§ Texte extrait:
Assises de la sécurité : des entreprises plus matures ?
De plus en plus d’entreprises de toutes tailles et tous secteurs semblent s’intéresser désormais aux services de sécurité externalisés. L’effet d’une prise de conscience ?
Les demandes affluent. C’est ce que glisse un prestataire de services de sécurité adossé à l’un des opérateurs télécoms nationaux. Et d’expliquer que, depuis un an, le marché lui semble considérablement se développer : « des entreprises de toutes tailles, de tous secteurs, nous sollicitent. Nous sommes débordés. » L’effet d’une prise de conscience de l’importance de la menace ? Oui, estime-t-il, tout en soulignant des approches différentes. Dans certains cas, c’est le manque de ressources compétentes, en interne, qui motive le recours à des services externalisés. Mais cela peut-être également une recherche de mutualisation de ressources, au travers d’un prestataire, par exemple pour des tâches de supervision. Une approche qu’observe également un autre prestataire également adossé à un opérateur télécoms. Mais tous deux s’accordent sur un point : les grands comptent veulent conserver la maîtrise, en interne, de la sécurité. Alors pourquoi eux-aussi recourent-ils plus en 2014 aux services de sécurité externes ? Pour le second prestataire, l’explication est à chercher dans une évolution des mentalités : « les incidents tels que celui dont a été victime Target ont montré que la conformité ne suffit pas. » Une démonstration de grande ampleur reproduite cette année. Dès lors, pour lui, « les grands comptes cherchent à travailler sur leur préparation » à d’éventuels incidents. Mais la tâche est lourde et complexe. Elle implique de nombreux acteurs dans les entreprises, impose un dialogue associant IT, sécurité, et métiers, le tout pour conduire des inventaires et des réflexions très étendues touchant à l’infrastructure qu’aux processus métiers. « C’est lourd, cela prend beaucoup de temps. » Et le résultat n’apparaît pas en un clin d’œil, et ne s’obtient surtout pas qu’en installant des boîtes. Bref, un travail certes technique mais à la composante organisationnelle considérable.

§ À faire:
1 > Répondez aux questions suivantes d'après l'article sur les services de sécurité externalisés.
(a) Depuis combien de temps le marché semble-t-il se développer considérablement, selon le premier prestataire ?
(b) Quel incident a montré, d'après le second prestataire, que la conformité ne suffit pas ?
(c) Quels acteurs le dialogue imposé par la préparation aux incidents doit-il associer ?
2 > Restituez fidèlement le passage de l'article sur les services de sécurité externalisés : commencez aux mots « De plus en plus » et arrêtez-vous après « de conscience ? ».

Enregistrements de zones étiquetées
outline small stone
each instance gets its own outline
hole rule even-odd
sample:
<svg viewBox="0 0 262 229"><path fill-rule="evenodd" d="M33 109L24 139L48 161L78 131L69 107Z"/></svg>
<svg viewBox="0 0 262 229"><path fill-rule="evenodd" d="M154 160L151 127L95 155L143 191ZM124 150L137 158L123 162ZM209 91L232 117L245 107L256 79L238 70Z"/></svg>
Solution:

§ Corrigé:
1 >
(a) Depuis un an.
(b) Celui dont a été victime Target.
(c) L'IT, la sécurité et les métiers.

2 >
De plus en plus d’entreprises de toutes tailles et tous secteurs semblent s’intéresser désormais aux services de sécurité externalisés. L’effet d’une prise de conscience ?